- What the exercise asks
In full and without deviation, reproduce the records that follow.

- Collected data

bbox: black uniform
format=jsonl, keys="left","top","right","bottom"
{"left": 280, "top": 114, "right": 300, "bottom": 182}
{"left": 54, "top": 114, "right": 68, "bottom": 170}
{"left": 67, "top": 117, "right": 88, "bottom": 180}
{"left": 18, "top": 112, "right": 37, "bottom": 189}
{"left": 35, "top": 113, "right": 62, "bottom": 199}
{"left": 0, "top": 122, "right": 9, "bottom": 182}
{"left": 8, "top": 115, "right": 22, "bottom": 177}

- Exercise solution
bbox: black uniform
format=jsonl, keys="left","top","right","bottom"
{"left": 280, "top": 114, "right": 300, "bottom": 182}
{"left": 54, "top": 114, "right": 68, "bottom": 170}
{"left": 67, "top": 117, "right": 88, "bottom": 180}
{"left": 18, "top": 112, "right": 37, "bottom": 189}
{"left": 35, "top": 113, "right": 62, "bottom": 199}
{"left": 0, "top": 122, "right": 9, "bottom": 182}
{"left": 8, "top": 115, "right": 22, "bottom": 177}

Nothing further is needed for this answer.